→ WHAT IS NEEDED
State how many lines in the records below include the word "foliage". Give nothing but that number.
═══ SOURCE MATERIAL ═══
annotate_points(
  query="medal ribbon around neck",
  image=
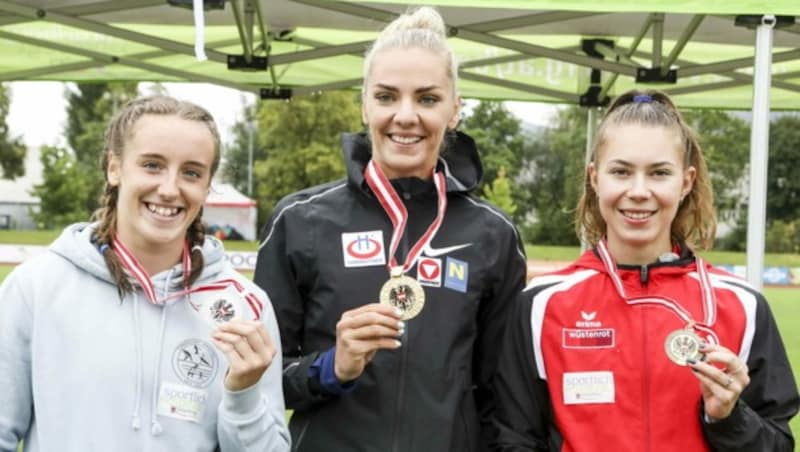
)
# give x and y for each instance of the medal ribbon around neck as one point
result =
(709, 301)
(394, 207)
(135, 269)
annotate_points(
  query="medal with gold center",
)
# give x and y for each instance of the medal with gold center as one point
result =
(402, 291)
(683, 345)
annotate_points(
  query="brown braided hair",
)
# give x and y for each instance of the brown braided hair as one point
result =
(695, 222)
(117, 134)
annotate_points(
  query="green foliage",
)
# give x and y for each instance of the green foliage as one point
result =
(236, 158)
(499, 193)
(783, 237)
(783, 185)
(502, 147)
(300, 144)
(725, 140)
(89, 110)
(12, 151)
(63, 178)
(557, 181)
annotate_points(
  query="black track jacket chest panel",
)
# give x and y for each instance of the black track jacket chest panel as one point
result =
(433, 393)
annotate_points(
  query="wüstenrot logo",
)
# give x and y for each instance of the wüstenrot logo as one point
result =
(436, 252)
═══
→ WRITTEN ANSWER
2